— Il tuo compito —
Ricopia per intero, senza alcuna modifica, l'estratto selezionato più sotto sulla riapertura della scuola dopo nove mesi di guerra.

— Estratto selezionato —
Gli occhi dei bambini

Dopo nove mesi di guerra abbiamo riaperto la scuola. Oggi rivedrò tutti i bambini della mia classe; mi mancavano gli abbracci appena entrati in aula, correggere i testi sgrammaticati in cui si raccontavano, i loro disegni appesi al muro.

Di quei disegni abbiamo salvato il salvabile riappendendoli alle pareti che oggi compaiono nei vostri telegiornali come il simbolo di un’umanità che non crolla quando anche i muri lo fanno. I nostri muri sono crollati sotto le bombe dell’esercito russo ormai diverso tempo fa, ma ogni momento che noi maestre passavamo fuori dai rifugi lo passavamo là, a raccogliere giocattoli, libri e anche disegni.

Della scuola non era rimasto nulla, solo un gran polverone. Fortunatamente non c’erano bambini al momento dell’esplosione… Non si può dire però che questi bambini non siano stati feriti. Ad essere ferita, in particolare, è stata la loro infanzia: i russi, con i loro eserciti, le loro bombe, i rifugi a cui li hanno obbligati, hanno privato i nostri bambini di quell’innocenza tipica della loro età. Gli è stato prontamente insegnato che in un certo periodo della giornata la luce del sole non gli era concessa, che forse non tutti i giochi che si trovano per strada sono divertenti perché alcuni esplodono, che se non rivedevano un amico poteva essere volato in cielo insieme agli altri 356 bambini che hanno perso la vita dal 24 febbraio al 10 agosto.

— Dati forniti —
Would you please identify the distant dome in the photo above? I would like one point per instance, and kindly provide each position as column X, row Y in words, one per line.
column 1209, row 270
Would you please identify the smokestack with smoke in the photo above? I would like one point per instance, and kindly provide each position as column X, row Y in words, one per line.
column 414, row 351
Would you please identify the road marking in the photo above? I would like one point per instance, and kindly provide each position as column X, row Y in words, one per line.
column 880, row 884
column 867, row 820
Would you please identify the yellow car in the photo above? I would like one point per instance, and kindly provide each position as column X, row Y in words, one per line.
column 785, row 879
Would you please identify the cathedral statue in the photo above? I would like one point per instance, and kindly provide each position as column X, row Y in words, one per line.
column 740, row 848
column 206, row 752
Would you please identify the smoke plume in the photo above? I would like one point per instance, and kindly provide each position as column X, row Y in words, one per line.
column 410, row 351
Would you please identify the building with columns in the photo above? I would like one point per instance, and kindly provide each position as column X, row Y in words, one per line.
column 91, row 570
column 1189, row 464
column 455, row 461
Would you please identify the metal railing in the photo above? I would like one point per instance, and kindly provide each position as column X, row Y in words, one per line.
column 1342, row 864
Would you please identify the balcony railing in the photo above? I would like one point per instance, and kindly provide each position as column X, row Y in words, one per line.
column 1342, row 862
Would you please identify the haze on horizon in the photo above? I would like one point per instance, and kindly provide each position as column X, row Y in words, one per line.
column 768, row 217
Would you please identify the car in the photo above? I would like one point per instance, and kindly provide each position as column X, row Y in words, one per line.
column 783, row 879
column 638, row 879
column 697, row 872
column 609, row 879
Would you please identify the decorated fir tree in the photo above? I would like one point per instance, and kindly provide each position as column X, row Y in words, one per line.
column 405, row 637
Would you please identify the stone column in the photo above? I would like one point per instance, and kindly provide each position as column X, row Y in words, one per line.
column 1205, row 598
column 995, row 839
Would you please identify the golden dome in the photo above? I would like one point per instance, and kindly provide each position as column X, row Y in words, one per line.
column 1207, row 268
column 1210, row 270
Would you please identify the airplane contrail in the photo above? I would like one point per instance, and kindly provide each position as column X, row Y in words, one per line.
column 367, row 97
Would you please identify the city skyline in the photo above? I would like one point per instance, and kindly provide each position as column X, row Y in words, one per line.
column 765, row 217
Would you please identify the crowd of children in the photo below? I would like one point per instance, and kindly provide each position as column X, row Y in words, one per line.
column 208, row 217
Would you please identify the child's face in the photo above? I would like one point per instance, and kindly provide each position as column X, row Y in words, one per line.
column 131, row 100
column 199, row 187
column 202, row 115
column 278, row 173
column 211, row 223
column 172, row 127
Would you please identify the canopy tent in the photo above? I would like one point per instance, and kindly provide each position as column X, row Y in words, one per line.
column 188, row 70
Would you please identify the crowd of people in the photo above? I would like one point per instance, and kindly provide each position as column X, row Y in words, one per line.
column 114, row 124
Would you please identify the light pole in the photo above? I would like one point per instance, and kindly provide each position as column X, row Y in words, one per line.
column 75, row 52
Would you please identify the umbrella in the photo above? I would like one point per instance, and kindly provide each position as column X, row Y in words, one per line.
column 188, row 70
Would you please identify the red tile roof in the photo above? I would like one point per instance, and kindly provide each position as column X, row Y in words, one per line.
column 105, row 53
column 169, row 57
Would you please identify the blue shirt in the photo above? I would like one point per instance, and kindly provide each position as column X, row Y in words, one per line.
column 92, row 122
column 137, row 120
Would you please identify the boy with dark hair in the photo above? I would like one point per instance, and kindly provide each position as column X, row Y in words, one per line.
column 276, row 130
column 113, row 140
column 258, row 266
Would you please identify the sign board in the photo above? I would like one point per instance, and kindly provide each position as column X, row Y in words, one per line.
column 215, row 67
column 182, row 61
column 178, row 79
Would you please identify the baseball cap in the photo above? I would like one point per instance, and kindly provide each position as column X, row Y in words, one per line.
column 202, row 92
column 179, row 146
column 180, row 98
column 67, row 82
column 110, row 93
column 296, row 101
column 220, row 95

— Risposta al compito —
Gli occhi dei bambini

Dopo nove mesi di guerra abbiamo riaperto la scuola. Oggi rivedrò tutti i bambini della mia classe; mi mancavano gli abbracci appena entrati in aula, correggere i testi sgrammaticati in cui si raccontavano, i loro disegni appesi al muro.

Di quei disegni abbiamo salvato il salvabile riappendendoli alle pareti che oggi compaiono nei vostri telegiornali come il simbolo di un’umanità che non crolla quando anche i muri lo fanno. I nostri muri sono crollati sotto le bombe dell’esercito russo ormai diverso tempo fa, ma ogni momento che noi maestre passavamo fuori dai rifugi lo passavamo là, a raccogliere giocattoli, libri e anche disegni.

Della scuola non era rimasto nulla, solo un gran polverone. Fortunatamente non c’erano bambini al momento dell’esplosione… Non si può dire però che questi bambini non siano stati feriti. Ad essere ferita, in particolare, è stata la loro infanzia: i russi, con i loro eserciti, le loro bombe, i rifugi a cui li hanno obbligati, hanno privato i nostri bambini di quell’innocenza tipica della loro età. Gli è stato prontamente insegnato che in un certo periodo della giornata la luce del sole non gli era concessa, che forse non tutti i giochi che si trovano per strada sono divertenti perché alcuni esplodono, che se non rivedevano un amico poteva essere volato in cielo insieme agli altri 356 bambini che hanno perso la vita dal 24 febbraio al 10 agosto.